» **What is required**
Give back the entire listing verbatim.

Point annotation records

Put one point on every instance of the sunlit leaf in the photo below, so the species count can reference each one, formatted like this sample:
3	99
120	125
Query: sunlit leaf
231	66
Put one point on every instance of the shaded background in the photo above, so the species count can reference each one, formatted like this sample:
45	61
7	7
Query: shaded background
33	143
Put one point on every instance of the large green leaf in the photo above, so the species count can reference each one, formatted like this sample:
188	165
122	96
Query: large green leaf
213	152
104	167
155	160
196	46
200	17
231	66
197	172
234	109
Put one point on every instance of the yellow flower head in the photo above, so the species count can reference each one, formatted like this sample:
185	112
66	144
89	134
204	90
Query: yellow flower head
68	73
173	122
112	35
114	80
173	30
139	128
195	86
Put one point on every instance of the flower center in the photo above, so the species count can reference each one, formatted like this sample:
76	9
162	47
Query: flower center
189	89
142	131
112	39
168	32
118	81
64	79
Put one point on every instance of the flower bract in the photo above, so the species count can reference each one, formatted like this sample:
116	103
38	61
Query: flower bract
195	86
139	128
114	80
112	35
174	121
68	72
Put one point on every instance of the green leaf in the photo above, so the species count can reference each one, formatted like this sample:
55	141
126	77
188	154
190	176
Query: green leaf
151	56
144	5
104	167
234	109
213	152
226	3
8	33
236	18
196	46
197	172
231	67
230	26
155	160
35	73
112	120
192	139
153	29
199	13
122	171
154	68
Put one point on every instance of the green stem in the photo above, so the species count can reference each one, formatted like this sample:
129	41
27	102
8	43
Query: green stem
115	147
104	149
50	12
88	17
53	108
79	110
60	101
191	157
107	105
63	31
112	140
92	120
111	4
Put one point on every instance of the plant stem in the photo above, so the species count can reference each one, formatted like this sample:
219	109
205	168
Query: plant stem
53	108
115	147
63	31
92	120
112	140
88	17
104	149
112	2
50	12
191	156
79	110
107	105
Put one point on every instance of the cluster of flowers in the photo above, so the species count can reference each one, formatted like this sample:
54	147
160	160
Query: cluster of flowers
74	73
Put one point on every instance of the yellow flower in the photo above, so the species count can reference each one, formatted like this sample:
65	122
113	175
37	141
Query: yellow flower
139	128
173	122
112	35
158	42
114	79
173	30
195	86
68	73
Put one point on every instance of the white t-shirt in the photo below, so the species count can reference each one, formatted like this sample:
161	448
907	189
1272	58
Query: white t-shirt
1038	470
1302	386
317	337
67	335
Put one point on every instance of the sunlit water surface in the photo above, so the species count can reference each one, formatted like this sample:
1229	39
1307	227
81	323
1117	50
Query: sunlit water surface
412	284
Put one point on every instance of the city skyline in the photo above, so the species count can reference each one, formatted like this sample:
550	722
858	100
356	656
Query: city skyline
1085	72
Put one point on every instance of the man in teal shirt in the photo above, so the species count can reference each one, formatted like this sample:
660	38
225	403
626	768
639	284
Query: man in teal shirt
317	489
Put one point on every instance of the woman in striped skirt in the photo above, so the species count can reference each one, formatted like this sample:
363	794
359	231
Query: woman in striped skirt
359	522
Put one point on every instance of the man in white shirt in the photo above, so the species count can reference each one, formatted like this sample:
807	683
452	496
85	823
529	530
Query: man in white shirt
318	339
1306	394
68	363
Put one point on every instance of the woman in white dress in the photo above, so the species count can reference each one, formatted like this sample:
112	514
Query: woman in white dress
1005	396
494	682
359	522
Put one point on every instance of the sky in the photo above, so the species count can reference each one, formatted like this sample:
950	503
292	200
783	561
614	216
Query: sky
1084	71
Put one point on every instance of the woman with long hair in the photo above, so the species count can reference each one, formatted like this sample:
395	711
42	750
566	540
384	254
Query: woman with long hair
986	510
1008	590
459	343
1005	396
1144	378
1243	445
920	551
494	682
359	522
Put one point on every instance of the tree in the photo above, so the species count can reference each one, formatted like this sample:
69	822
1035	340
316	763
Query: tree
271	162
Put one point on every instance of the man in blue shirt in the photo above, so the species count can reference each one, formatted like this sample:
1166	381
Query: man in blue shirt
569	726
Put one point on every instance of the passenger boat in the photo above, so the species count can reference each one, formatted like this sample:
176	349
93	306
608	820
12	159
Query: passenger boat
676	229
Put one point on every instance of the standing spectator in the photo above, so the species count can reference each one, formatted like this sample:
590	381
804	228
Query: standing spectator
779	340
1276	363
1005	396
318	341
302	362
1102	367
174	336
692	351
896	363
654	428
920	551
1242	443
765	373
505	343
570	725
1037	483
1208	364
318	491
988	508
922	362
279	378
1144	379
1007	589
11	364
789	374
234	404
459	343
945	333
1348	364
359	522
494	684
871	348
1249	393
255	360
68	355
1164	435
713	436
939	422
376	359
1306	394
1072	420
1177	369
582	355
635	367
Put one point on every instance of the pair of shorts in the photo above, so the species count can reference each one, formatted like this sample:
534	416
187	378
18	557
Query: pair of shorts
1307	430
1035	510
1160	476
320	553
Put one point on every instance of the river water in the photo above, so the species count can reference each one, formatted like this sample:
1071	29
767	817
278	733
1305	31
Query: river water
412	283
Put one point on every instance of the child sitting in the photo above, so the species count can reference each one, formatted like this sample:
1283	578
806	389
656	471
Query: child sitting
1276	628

» **Output below**
Put one point on every instance of the sunlit leaf in the photo below, so the species count can reference each one, formatted like this sample:
3	99
120	125
Query: sunlit leaf
231	66
Put one point on every instance of the shaded background in the photo above, so the species count can reference each one, formatted like this sample:
45	61
7	7
Query: shaded background
33	143
Put one point on every instance of the large green leaf in the photo above, so the species count can reference each one, formatted like this sample:
188	165
122	96
Query: large green leaf
213	152
104	167
155	160
196	46
200	17
231	66
197	172
234	109
Put one point on every instance of the yellow flower head in the photo above, so the species count can reference each one, formatted like this sample:
185	112
66	144
89	134
204	90
Query: yellow flower head
68	73
173	122
112	35
114	80
173	30
139	128
195	86
Put one point on every instance of the flower center in the photo above, so the species count can reference each one, formatted like this sample:
76	9
162	47
Query: flower center
189	89
142	131
112	39
168	32
118	81
64	79
Put one point on every instance of the flower bract in the photo above, so the species count can reference each one, formatted like this sample:
116	103
38	61
Query: flower bract
195	86
139	128
114	80
112	35
174	121
68	72
Put one point on every instance of the green leaf in the photo above, so the species count can reference each one, formatted like this sample:
55	141
126	77
188	154
190	176
Query: green leaf
151	56
144	5
104	167
234	109
213	152
226	3
8	33
236	18
196	46
197	172
231	67
230	26
155	160
35	73
112	120
192	139
153	29
199	13
122	171
154	68
Put one point on every instance of the green stem in the photo above, so the species count can reference each one, formatted like this sample:
129	41
27	102
8	43
Query: green stem
115	147
104	149
50	12
88	17
53	108
79	110
60	101
191	157
107	105
63	31
112	140
92	120
111	4
Put one point on every instance of the plant stem in the photo above, so the species count can reference each one, formatted like this sample:
219	109
205	168
Query: plant stem
53	108
115	147
63	31
92	120
112	140
88	17
104	149
112	2
50	12
191	156
79	110
107	105
Put one point on every instance of the cluster of flowers in the photo above, so the species count can reference each one, formatted like this sample:
54	147
160	160
Query: cluster of flowers
74	73
Put one point on every instance of the yellow flower in the photo above, so the species count can reference each one, formatted like this sample:
65	122
113	175
37	141
Query: yellow flower
139	128
173	122
112	35
158	42
114	79
173	30
195	86
68	73
Put one point on every instance of the white t-shirt in the photo below, so the species count can reference each one, formatted like this sample:
161	448
907	189
1272	58
Query: white t-shirt
1038	470
1302	386
317	337
67	335
Put one point on every instance of the sunlit water surface in the photo above, so the species count can reference each one, formatted like this sample:
1229	39
1307	227
81	323
1117	50
Query: sunlit water surface
412	284
Put one point on every instance of the city skyline in the photo above, so the species count can reference each one, formatted like this sample:
550	722
858	100
356	656
Query: city skyline
1085	72
Put one point on every instance of the man in teal shirt in the photo above, so the species count can reference each one, formatted like this sample:
660	38
225	403
626	768
639	284
Query: man in teal shirt
317	489
Put one point on every instance of the woman in striped skirt in the photo above, so the species count can reference each one, formatted like this sample:
363	794
359	231
Query: woman in striped skirt
359	522
Put one point on every instance of the man in white shirt in the photo above, so the species count can reference each one, formatted like this sample:
807	683
452	496
85	823
529	530
Query: man in white shirt
318	339
1306	394
68	363
Put one point on every instance of the woman in white dress in the photo above, so the species count can reference each one, formatted like this sample:
112	514
Query: woman in white dress
1005	396
494	682
359	522
Put one point on every instance of the sky in the photo above, so the species count can reference each one, formatted like this sample:
950	503
292	200
783	561
614	216
Query: sky
1084	71
Put one point on every instance of the woman with long hair in the photo above, so the species count can reference each one, formatted like this sample:
395	711
42	750
566	540
384	254
Query: woman with long hair
986	510
1008	590
459	343
1005	396
1144	378
1243	445
920	551
494	682
359	522
Put one point on every instance of the tree in the photo above, so the species count can reference each one, formatted like this sample:
69	822
1035	340
316	763
Query: tree
271	162
Put one point on every instance of the man in blue shirt in the photo above, so the species count can reference each one, formatted like this sample:
1166	381
Query: man in blue shirt
569	726
Put one point on every instance of the passenger boat in the photo above, so the species count can reference each one, formatted like this sample:
176	349
93	306
608	820
12	159
Query: passenger boat
676	229
Put one point on every instance of the standing spectator in the photo above, so the species count can reference each one, formatted like this sample:
590	381
804	228
Query: standing spectator
779	340
1276	363
1005	396
318	341
302	362
1102	367
174	336
692	351
896	363
654	428
920	551
1242	443
765	373
505	343
570	725
1037	483
1208	364
318	491
988	508
922	362
279	378
1144	379
1007	589
11	364
789	374
234	404
459	343
945	333
1348	364
359	522
494	684
871	348
1249	393
255	360
68	355
1164	435
713	436
939	422
376	359
1306	394
1072	420
1177	369
582	355
635	367
Put one point on every instance of the pair of shorts in the photo above, so the species count can reference each one, formatted like this sample:
534	416
187	378
18	557
Query: pair of shorts
1307	430
1035	510
1160	476
320	553
Put one point on every instance of the river water in the photo above, so the species count can reference each one, formatted like this sample:
1071	29
767	817
278	733
1305	31
Query: river water
412	283
Put one point on every instance of the child sitting in the photo above, so the species count can reference each one, formatted like this sample:
1283	578
806	389
656	471
Query: child sitting
1276	628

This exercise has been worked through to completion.